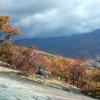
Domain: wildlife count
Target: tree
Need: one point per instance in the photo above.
(77, 73)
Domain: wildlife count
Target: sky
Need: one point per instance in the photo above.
(51, 18)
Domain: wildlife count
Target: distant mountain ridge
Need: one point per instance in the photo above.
(81, 45)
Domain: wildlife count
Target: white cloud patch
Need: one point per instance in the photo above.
(53, 17)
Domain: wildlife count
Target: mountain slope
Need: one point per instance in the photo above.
(81, 45)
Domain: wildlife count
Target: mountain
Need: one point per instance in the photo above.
(81, 45)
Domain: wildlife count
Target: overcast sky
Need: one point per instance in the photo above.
(52, 17)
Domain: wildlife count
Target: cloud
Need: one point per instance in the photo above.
(52, 17)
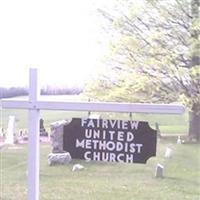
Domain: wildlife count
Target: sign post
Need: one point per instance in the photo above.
(34, 105)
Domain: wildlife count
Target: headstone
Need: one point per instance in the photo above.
(10, 138)
(59, 158)
(109, 140)
(168, 152)
(58, 155)
(57, 131)
(43, 132)
(159, 171)
(179, 141)
(77, 167)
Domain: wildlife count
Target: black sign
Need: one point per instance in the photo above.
(109, 140)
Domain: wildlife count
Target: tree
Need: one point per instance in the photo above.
(155, 55)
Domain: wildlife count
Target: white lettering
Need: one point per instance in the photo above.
(88, 144)
(134, 124)
(88, 133)
(111, 135)
(120, 157)
(80, 144)
(110, 146)
(125, 125)
(104, 123)
(120, 135)
(139, 146)
(130, 137)
(83, 122)
(86, 155)
(112, 123)
(91, 123)
(112, 157)
(119, 146)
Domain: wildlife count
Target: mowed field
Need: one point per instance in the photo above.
(169, 124)
(101, 180)
(105, 181)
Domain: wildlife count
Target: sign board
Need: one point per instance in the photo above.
(109, 140)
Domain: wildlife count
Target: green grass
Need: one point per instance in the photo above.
(169, 124)
(106, 181)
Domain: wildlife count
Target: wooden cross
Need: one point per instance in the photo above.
(34, 105)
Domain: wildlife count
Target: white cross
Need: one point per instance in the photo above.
(34, 105)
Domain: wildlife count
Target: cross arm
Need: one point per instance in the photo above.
(96, 106)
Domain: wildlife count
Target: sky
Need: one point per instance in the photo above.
(55, 36)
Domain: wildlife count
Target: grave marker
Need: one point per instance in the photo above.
(10, 136)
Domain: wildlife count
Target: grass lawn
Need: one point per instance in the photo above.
(106, 181)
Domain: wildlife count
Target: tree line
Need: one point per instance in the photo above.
(49, 90)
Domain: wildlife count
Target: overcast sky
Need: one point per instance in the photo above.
(55, 36)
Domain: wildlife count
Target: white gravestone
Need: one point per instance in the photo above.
(10, 139)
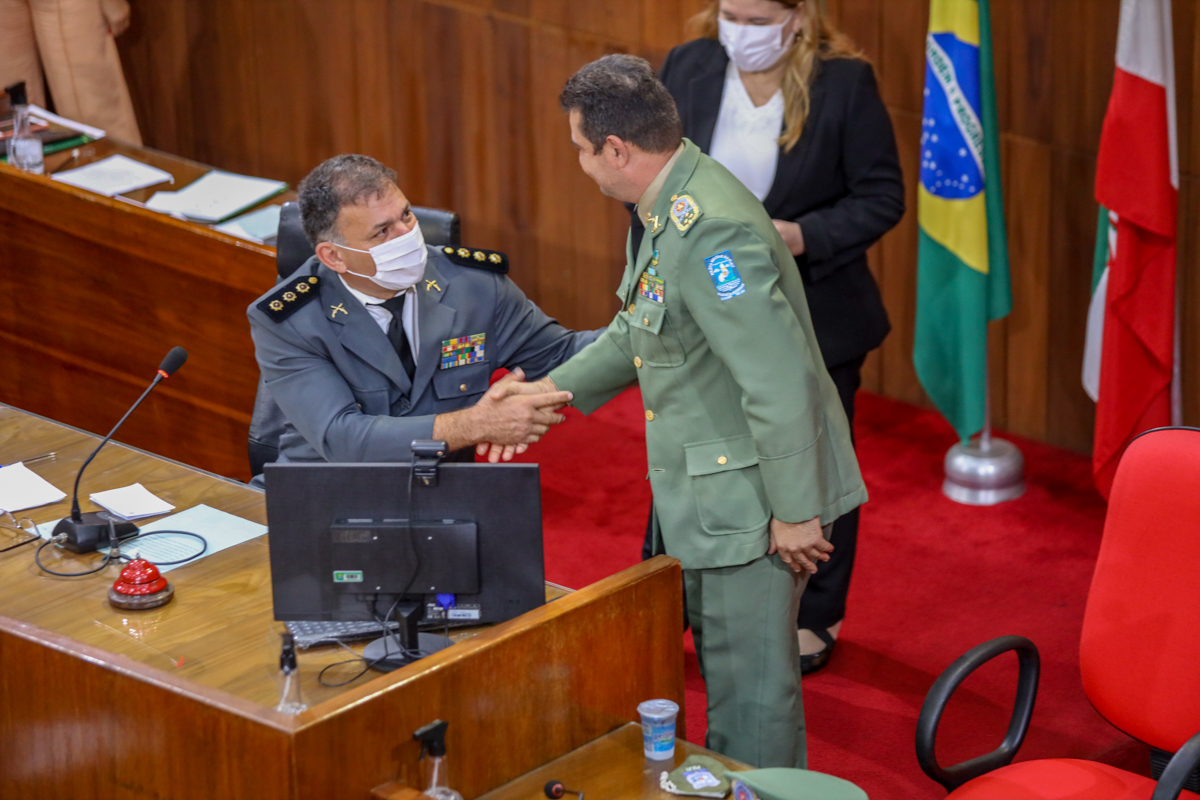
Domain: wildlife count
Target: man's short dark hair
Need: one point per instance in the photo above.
(343, 180)
(619, 95)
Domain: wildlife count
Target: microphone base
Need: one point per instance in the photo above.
(91, 531)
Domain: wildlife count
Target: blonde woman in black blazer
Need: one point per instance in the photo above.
(837, 190)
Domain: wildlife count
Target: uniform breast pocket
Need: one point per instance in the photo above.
(653, 336)
(468, 380)
(726, 485)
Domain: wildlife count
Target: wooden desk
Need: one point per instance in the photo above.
(97, 289)
(177, 702)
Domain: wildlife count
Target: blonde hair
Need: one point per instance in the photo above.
(819, 40)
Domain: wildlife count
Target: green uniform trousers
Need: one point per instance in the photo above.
(743, 619)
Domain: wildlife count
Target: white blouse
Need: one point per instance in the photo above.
(747, 137)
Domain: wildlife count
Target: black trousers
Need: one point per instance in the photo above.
(825, 600)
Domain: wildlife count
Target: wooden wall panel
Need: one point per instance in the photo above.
(460, 96)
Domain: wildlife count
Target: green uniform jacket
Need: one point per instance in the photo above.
(743, 421)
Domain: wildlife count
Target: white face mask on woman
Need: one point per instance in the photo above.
(400, 262)
(755, 48)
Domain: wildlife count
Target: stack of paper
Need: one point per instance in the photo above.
(132, 501)
(216, 197)
(23, 488)
(114, 175)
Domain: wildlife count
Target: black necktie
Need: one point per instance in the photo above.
(636, 229)
(396, 332)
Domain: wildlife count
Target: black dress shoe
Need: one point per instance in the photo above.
(815, 661)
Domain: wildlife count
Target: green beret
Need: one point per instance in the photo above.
(781, 783)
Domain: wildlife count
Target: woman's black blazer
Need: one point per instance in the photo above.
(841, 182)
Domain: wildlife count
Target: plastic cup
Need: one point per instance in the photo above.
(658, 728)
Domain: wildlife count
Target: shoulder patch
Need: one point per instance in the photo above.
(684, 211)
(477, 258)
(725, 275)
(289, 296)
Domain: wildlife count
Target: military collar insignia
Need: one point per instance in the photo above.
(684, 211)
(480, 259)
(288, 298)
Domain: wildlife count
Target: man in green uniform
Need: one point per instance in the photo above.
(748, 445)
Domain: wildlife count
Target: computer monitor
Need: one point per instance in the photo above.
(352, 541)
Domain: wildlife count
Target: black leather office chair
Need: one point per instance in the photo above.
(292, 250)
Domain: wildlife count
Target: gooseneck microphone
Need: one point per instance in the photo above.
(84, 533)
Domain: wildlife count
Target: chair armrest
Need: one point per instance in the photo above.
(952, 777)
(1177, 770)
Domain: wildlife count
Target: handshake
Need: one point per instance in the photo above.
(511, 415)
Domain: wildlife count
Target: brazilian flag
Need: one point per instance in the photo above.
(963, 257)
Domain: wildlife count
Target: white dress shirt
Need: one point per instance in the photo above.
(383, 317)
(747, 137)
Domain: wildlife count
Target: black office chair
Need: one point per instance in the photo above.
(292, 250)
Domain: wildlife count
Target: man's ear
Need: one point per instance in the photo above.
(330, 257)
(617, 151)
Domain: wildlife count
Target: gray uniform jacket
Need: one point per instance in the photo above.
(340, 384)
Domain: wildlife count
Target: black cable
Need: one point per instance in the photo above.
(31, 539)
(204, 546)
(121, 557)
(108, 557)
(367, 663)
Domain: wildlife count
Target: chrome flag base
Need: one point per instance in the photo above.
(984, 473)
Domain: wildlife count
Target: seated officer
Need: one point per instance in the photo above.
(378, 340)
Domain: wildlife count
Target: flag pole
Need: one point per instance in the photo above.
(987, 470)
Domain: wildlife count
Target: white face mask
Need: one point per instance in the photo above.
(755, 48)
(400, 262)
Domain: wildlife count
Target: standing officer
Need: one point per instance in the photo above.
(747, 441)
(378, 340)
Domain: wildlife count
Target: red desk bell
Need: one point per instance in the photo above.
(139, 587)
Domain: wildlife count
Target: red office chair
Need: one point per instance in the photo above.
(1151, 691)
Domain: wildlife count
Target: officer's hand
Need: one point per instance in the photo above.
(515, 384)
(799, 543)
(499, 452)
(502, 419)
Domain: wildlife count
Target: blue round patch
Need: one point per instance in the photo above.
(949, 168)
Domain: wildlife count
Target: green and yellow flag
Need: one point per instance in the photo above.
(963, 257)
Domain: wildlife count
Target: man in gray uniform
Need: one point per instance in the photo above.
(378, 340)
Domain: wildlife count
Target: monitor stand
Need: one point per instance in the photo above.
(407, 644)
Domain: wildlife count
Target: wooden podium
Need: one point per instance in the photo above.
(178, 702)
(96, 289)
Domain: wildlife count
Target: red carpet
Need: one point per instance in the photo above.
(933, 579)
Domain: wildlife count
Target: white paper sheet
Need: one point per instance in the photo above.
(220, 529)
(132, 501)
(23, 488)
(113, 175)
(219, 196)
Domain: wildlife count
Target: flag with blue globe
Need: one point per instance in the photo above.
(963, 251)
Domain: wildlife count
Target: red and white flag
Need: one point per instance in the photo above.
(1138, 181)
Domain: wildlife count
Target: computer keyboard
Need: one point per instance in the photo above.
(312, 632)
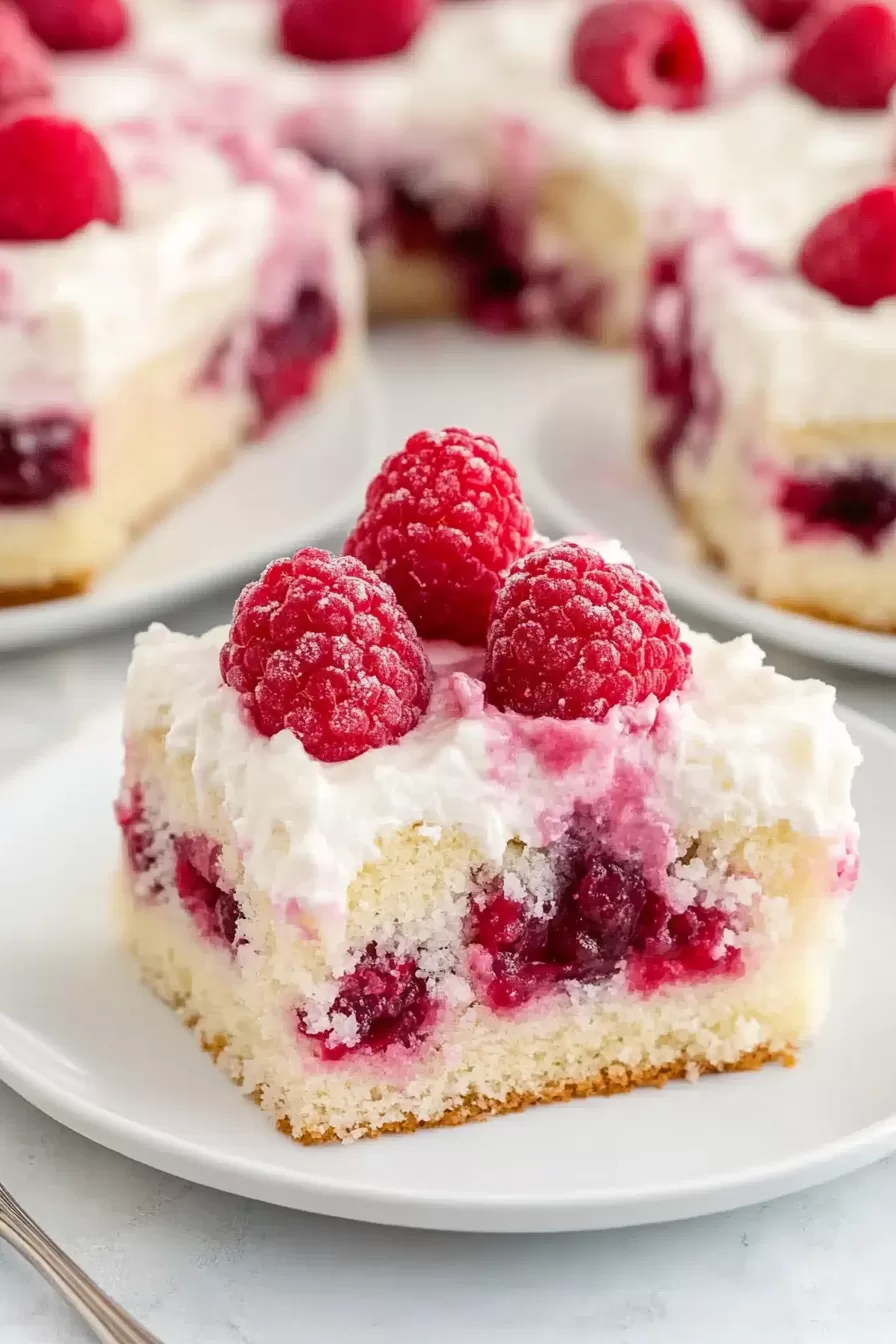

****************************************

• _Aim of the task_
Show every line of the listing above that contains the word "blonde". Case counts.

• _Solution to the problem_
Target: blonde woman in black blazer
Target: blonde hair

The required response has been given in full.